## Begin Input material

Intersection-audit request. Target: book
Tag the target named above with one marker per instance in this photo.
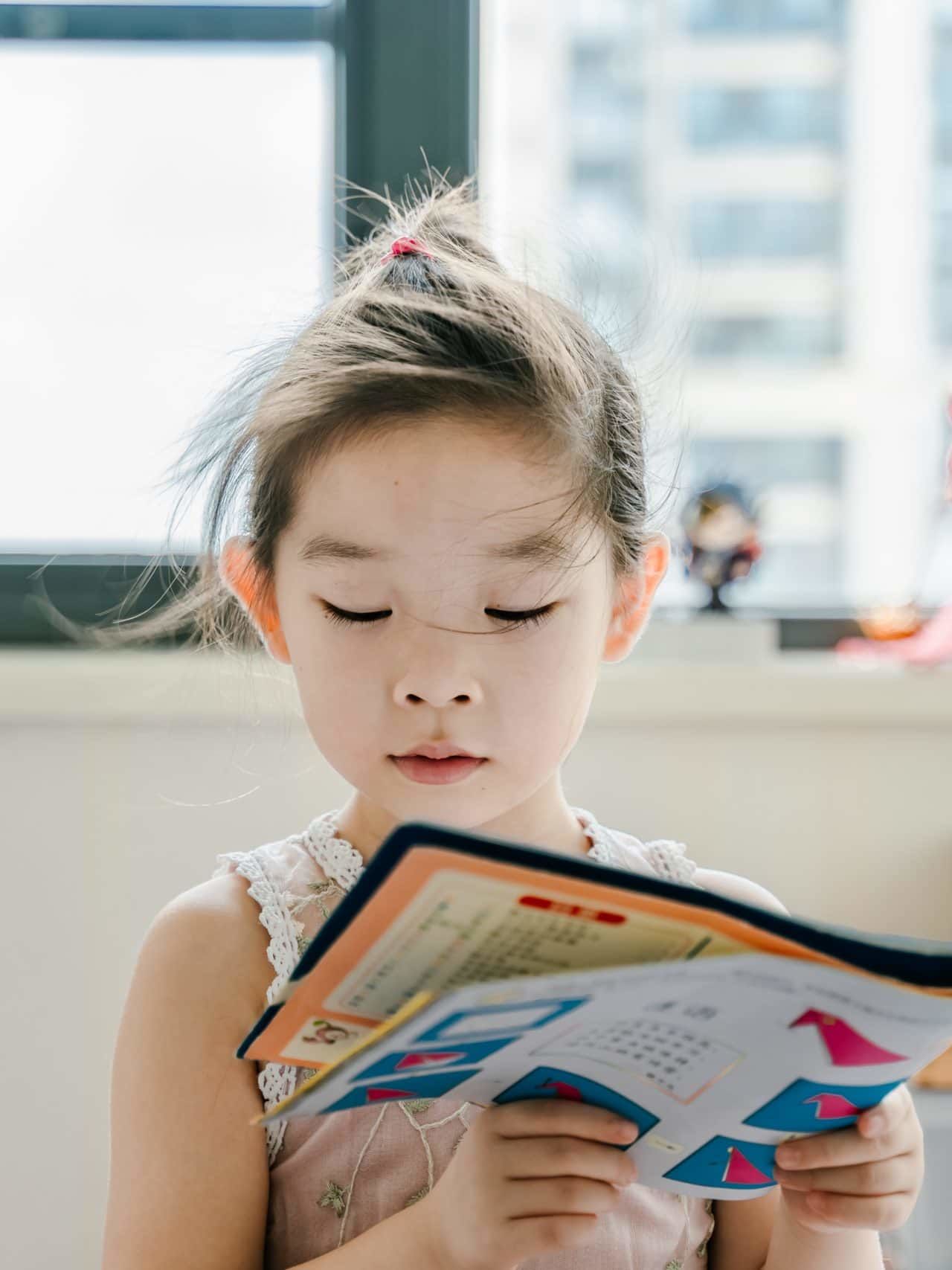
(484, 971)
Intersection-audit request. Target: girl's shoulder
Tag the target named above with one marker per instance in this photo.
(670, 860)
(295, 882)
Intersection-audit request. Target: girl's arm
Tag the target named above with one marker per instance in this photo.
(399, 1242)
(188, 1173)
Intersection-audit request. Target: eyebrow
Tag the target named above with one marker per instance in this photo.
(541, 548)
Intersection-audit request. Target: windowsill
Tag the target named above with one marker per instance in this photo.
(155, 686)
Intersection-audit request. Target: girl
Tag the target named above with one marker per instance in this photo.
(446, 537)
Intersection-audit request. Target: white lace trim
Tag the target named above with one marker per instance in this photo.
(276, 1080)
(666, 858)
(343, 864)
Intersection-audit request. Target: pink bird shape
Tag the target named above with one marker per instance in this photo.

## End Input material
## Begin Input material

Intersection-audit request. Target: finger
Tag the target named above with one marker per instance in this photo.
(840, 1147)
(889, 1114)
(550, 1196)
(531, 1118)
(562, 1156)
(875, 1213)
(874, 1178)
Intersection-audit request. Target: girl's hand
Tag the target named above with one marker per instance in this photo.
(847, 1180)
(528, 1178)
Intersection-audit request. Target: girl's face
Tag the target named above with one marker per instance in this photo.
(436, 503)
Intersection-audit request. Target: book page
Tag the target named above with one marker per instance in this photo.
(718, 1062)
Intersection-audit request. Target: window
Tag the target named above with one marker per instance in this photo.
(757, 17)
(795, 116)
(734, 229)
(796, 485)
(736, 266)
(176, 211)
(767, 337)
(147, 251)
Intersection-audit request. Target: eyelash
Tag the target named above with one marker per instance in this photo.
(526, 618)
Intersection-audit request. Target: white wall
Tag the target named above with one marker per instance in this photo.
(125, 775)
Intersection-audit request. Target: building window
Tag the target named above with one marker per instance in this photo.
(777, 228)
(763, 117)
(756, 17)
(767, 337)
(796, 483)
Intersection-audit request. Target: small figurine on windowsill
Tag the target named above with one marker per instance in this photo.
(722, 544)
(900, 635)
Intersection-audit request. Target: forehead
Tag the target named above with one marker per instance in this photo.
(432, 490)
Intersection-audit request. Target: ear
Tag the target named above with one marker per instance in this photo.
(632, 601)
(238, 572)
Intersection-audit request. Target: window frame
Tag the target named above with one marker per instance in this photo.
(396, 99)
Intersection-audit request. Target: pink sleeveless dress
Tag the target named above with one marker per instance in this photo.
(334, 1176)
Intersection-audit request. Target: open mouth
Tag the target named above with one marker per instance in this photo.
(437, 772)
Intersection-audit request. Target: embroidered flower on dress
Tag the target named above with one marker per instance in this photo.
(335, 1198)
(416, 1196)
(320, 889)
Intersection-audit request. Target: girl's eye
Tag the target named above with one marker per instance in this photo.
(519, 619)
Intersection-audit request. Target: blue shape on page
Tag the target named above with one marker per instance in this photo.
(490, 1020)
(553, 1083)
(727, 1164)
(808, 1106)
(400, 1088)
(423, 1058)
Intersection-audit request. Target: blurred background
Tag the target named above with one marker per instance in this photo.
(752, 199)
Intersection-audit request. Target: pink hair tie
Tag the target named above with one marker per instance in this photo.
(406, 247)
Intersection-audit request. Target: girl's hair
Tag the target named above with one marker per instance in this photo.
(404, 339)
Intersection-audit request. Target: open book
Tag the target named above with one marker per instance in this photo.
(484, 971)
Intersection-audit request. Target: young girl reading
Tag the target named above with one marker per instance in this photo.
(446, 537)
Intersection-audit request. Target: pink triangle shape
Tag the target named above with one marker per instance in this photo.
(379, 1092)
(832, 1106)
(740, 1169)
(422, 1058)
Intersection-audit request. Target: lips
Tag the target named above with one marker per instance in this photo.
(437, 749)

## End Input material
## Begin Input material

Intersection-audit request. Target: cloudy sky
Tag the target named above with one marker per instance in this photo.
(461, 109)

## End Input material

> _What you should do_:
Return, unchanged, everything in the records from the line containing "Intersection-audit request. Target: open mouth" down to the line containing "(423, 1058)", with both of those lines included.

> _Final result_:
Intersection-audit request. Target: open mouth
Tag the target named above with one marker per instance in this photo.
(437, 772)
Intersection-audit request. Target: embroidered flower on dress
Tag the target named above with one marker per instance in this photo.
(335, 1198)
(416, 1196)
(320, 889)
Intersection-audit request. Target: girl's eye
Tag the target named above with one marker per instance in this photo.
(519, 619)
Intersection-audit request. Target: blue shape on page
Tag the target named above with one marker per instance in this photo.
(490, 1020)
(553, 1083)
(727, 1164)
(808, 1106)
(400, 1088)
(423, 1058)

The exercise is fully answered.